▶ _What needs to be done_:
Display each line of the entries below that contains the word "handle".

▶ _The input_:

━━━━━━━━━━━━━━━━━━━━━━━━━━━━━━

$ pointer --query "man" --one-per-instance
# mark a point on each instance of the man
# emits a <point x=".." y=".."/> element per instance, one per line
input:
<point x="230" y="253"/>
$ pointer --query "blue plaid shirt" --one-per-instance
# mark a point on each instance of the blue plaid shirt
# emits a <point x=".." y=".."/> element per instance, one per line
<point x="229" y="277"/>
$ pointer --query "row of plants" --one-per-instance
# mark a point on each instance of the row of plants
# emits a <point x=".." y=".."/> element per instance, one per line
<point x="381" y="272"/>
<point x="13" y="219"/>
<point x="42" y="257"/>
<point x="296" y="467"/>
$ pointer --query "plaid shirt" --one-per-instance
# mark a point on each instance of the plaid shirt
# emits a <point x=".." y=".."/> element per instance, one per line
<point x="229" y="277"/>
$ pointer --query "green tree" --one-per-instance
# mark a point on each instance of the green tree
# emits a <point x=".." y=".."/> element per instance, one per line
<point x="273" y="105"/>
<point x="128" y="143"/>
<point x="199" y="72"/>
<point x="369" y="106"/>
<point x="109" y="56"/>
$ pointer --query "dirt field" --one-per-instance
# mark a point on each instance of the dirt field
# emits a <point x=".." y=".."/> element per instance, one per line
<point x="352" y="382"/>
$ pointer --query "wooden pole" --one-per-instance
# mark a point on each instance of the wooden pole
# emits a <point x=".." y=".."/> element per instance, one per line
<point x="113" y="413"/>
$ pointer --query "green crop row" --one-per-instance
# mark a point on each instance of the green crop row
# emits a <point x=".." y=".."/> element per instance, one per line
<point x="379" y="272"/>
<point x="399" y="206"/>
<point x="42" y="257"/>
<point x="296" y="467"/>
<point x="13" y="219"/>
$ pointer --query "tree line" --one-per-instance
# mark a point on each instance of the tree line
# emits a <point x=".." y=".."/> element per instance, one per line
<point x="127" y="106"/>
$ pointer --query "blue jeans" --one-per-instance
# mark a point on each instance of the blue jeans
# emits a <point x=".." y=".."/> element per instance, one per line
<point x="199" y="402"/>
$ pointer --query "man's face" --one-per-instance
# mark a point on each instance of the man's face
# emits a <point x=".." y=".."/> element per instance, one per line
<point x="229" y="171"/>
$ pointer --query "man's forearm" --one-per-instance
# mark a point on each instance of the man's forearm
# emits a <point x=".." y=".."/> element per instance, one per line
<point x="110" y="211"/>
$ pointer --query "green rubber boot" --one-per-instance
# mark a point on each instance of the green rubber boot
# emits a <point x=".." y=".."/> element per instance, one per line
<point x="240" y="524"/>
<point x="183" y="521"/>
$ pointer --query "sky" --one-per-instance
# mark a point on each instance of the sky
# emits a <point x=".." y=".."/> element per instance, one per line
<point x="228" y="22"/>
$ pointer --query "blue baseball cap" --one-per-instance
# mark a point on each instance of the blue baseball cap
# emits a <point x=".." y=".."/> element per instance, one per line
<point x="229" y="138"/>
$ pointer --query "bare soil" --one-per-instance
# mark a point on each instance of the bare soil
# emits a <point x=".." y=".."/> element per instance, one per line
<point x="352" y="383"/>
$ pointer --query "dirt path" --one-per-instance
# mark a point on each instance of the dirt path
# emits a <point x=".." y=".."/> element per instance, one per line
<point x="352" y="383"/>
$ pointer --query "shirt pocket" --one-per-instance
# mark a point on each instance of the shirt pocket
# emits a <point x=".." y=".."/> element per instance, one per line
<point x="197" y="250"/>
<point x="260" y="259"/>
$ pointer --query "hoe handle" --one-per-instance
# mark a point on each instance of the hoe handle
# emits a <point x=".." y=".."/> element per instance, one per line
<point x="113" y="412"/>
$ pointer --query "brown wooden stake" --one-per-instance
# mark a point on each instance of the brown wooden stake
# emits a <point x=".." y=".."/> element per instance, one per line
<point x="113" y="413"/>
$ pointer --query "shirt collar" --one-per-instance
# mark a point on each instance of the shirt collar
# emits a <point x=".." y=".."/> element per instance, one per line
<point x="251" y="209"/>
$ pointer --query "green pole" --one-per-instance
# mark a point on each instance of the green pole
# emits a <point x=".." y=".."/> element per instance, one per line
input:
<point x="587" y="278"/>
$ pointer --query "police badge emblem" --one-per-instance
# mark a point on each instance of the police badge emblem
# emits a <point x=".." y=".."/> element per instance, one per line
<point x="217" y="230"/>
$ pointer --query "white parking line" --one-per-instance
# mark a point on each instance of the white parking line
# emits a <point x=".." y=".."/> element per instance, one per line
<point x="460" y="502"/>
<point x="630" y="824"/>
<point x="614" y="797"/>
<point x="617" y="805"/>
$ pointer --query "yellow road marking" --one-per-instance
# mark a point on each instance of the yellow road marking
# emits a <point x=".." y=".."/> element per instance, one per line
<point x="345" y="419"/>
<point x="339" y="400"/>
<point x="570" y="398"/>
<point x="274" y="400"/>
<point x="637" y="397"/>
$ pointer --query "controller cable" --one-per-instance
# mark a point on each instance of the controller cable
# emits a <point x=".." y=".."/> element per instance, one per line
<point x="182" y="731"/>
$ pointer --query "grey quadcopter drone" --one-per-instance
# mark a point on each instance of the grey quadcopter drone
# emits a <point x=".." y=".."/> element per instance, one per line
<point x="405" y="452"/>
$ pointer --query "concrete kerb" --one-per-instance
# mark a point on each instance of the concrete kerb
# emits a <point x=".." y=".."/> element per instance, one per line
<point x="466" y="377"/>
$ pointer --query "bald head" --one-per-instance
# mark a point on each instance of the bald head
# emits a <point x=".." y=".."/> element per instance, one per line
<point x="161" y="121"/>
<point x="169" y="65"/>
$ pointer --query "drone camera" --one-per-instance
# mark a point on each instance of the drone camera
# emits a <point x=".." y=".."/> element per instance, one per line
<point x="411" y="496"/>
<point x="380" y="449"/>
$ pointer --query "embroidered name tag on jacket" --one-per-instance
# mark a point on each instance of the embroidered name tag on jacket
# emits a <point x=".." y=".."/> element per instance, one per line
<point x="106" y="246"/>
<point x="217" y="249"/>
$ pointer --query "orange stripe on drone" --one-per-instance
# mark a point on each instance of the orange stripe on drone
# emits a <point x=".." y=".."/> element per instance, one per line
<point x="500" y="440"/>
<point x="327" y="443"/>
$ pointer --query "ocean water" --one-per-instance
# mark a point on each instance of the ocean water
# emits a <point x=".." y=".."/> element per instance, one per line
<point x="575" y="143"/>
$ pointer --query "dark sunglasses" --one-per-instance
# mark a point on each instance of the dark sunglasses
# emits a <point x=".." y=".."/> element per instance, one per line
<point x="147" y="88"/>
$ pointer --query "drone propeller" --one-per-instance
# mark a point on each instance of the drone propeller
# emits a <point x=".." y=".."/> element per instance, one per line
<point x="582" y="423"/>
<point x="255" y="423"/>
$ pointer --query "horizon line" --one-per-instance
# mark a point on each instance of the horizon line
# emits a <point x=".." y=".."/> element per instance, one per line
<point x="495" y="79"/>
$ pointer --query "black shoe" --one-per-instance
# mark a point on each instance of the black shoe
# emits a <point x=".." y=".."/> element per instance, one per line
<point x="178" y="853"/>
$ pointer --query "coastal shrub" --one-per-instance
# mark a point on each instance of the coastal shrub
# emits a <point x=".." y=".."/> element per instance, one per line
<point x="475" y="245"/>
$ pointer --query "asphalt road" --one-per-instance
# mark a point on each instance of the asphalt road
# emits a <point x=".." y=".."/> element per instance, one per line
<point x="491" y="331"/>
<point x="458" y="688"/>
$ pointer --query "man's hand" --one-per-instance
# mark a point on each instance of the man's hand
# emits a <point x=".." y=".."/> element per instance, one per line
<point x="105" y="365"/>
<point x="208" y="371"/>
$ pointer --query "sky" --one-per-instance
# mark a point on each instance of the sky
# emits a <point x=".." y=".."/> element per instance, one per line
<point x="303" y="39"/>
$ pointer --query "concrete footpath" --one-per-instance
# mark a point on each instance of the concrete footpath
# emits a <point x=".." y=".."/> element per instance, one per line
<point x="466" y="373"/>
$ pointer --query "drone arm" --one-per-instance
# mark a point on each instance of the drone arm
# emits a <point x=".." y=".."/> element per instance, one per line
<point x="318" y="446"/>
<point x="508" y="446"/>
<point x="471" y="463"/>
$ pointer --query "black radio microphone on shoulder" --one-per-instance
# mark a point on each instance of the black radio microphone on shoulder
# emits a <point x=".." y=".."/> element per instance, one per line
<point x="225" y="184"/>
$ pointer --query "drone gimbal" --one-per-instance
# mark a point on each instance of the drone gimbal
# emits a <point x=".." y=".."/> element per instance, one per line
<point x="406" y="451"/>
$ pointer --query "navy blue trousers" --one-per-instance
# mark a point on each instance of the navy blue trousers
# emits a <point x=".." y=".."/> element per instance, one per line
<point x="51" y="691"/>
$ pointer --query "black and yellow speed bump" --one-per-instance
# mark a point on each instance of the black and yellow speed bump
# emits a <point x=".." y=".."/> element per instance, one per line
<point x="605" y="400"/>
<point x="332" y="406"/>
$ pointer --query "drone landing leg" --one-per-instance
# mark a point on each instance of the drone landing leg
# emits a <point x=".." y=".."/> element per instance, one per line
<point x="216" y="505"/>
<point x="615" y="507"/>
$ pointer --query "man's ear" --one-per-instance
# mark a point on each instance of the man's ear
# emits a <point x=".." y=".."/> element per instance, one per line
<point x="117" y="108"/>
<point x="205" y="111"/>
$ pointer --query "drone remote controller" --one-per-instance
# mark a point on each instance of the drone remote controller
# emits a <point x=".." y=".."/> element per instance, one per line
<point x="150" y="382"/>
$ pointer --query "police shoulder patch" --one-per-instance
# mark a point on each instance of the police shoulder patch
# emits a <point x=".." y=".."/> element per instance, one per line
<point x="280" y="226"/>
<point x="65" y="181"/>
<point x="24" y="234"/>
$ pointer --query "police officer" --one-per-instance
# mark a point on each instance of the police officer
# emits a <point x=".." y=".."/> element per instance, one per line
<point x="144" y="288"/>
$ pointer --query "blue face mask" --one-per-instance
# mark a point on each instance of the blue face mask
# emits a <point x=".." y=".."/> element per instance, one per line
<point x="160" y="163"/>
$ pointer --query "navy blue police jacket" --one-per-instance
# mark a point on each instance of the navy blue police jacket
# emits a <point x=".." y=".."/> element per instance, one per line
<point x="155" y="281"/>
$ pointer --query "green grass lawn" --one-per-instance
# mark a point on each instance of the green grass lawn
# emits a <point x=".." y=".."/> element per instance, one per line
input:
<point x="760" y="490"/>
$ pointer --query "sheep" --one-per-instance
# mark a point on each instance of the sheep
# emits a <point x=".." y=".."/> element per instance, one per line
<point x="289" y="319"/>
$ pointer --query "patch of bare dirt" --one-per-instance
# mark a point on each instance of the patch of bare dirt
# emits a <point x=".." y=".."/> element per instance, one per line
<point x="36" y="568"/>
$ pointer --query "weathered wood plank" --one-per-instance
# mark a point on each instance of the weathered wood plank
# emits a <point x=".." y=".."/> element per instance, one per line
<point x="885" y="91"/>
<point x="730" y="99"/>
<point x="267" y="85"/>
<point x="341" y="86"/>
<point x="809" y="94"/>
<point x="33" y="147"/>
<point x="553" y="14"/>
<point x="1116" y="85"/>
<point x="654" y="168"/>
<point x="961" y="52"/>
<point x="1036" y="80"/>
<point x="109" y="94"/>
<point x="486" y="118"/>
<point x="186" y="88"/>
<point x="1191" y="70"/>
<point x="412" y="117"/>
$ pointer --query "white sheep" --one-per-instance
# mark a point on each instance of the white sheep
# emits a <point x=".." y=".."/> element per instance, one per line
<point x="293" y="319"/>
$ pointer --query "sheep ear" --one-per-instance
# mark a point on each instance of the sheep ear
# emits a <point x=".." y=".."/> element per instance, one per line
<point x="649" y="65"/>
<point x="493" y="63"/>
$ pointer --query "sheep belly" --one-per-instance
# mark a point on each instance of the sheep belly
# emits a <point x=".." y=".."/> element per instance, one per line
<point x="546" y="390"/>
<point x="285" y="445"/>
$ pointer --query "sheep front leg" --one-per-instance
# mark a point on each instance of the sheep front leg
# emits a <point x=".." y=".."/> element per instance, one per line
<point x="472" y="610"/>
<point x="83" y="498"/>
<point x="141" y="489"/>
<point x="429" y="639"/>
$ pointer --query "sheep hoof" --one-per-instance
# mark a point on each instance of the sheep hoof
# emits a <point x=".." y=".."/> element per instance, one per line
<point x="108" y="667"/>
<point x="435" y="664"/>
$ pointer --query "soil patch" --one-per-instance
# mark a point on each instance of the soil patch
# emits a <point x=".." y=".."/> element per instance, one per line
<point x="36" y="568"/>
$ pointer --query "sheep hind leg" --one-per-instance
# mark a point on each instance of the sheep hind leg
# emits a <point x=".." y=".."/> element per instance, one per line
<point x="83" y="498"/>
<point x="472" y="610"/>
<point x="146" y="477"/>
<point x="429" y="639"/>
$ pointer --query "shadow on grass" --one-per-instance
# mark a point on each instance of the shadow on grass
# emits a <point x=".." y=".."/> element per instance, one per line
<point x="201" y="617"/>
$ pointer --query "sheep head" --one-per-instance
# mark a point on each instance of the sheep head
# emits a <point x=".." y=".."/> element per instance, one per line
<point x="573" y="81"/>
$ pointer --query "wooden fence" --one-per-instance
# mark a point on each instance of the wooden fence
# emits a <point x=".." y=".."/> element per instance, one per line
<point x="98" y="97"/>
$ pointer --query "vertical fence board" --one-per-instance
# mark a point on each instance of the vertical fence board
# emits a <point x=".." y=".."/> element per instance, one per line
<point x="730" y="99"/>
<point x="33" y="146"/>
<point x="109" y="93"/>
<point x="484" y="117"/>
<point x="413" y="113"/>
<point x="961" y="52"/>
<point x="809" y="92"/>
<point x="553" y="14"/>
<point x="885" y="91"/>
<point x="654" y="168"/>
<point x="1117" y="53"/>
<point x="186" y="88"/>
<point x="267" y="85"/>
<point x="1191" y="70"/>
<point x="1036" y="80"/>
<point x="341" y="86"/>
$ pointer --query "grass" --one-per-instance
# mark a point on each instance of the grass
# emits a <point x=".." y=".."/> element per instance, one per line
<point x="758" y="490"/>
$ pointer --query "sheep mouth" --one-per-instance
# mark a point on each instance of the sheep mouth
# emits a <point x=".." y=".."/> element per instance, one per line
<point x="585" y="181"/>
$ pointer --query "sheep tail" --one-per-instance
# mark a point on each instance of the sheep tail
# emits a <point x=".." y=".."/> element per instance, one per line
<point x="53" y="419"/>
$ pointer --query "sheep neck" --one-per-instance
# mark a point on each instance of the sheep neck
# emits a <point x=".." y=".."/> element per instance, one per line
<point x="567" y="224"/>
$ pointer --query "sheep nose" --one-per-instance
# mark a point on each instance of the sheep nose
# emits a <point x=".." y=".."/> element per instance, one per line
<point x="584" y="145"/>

━━━━━━━━━━━━━━━━━━━━━━━━━━━━━━

▶ _Final result_:
$ pointer --query "hoe handle" --one-per-instance
# mark a point on each instance of the hoe handle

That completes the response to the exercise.